== Aim ==
Reproduce each of the records below verbatim, keeping every line unchanged.

-------- Extracted information --------

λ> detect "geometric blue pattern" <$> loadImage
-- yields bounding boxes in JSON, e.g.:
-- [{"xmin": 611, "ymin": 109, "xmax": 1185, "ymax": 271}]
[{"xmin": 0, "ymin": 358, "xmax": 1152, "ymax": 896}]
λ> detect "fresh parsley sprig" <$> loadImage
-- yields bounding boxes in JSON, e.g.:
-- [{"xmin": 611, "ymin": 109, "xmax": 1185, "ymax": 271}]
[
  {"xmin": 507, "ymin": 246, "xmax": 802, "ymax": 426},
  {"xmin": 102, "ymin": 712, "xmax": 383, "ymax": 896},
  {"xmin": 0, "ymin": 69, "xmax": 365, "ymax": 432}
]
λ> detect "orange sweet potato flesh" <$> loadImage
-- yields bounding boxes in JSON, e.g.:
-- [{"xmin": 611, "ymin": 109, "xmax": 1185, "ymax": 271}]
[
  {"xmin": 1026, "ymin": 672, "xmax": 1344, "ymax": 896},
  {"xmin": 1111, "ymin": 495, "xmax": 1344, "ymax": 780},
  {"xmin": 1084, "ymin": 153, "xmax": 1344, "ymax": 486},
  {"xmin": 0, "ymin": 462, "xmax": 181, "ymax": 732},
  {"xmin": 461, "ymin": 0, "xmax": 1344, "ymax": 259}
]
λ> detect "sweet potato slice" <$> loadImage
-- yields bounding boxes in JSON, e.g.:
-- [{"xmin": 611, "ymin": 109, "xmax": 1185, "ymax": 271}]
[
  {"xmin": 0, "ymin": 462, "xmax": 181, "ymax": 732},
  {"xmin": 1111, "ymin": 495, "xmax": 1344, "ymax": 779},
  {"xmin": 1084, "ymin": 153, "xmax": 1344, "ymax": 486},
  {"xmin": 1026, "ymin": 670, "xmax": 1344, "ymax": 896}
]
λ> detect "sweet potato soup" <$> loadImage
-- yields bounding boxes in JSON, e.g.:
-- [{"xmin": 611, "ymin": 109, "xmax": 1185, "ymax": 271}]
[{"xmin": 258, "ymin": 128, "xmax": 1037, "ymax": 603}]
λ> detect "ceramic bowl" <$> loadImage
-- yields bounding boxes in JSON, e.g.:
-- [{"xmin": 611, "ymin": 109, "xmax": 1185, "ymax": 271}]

--------

== In response ==
λ> detect "geometric blue pattern" <$> loadImage
-- yields bounding boxes in JSON, e.g.:
-- [{"xmin": 611, "ymin": 109, "xmax": 1185, "ymax": 271}]
[{"xmin": 0, "ymin": 358, "xmax": 1152, "ymax": 896}]
λ> detect "fresh parsley sprig" <$> loadImage
-- yields bounding boxes in JSON, e.g.:
-- [{"xmin": 611, "ymin": 109, "xmax": 1185, "ymax": 271}]
[
  {"xmin": 507, "ymin": 246, "xmax": 802, "ymax": 426},
  {"xmin": 102, "ymin": 712, "xmax": 383, "ymax": 896},
  {"xmin": 0, "ymin": 69, "xmax": 365, "ymax": 432}
]
λ> detect "orange sweet potato flesh" <$> loadImage
-- yields bounding boxes in JSON, e.g.:
-- [{"xmin": 611, "ymin": 109, "xmax": 1185, "ymax": 271}]
[
  {"xmin": 1026, "ymin": 672, "xmax": 1344, "ymax": 896},
  {"xmin": 1111, "ymin": 495, "xmax": 1344, "ymax": 780},
  {"xmin": 1084, "ymin": 153, "xmax": 1344, "ymax": 486},
  {"xmin": 0, "ymin": 462, "xmax": 181, "ymax": 732},
  {"xmin": 461, "ymin": 0, "xmax": 1344, "ymax": 259}
]
λ> detect "sweet potato slice" <$> loadImage
-- yields bounding boxes in JSON, e.g.:
-- [{"xmin": 611, "ymin": 109, "xmax": 1185, "ymax": 271}]
[
  {"xmin": 0, "ymin": 462, "xmax": 181, "ymax": 732},
  {"xmin": 1111, "ymin": 495, "xmax": 1344, "ymax": 779},
  {"xmin": 1084, "ymin": 153, "xmax": 1344, "ymax": 486},
  {"xmin": 1026, "ymin": 670, "xmax": 1344, "ymax": 896}
]
λ> detect "sweet potato soup" <$> loadImage
-- yields bounding boxes in JSON, e.g.:
-- [{"xmin": 611, "ymin": 109, "xmax": 1185, "ymax": 271}]
[{"xmin": 258, "ymin": 128, "xmax": 1037, "ymax": 603}]
λ> detect "ceramic bowl" <$> loadImage
-- yields bounding boxes in JSON, e.g.:
-- [{"xmin": 611, "ymin": 109, "xmax": 1185, "ymax": 271}]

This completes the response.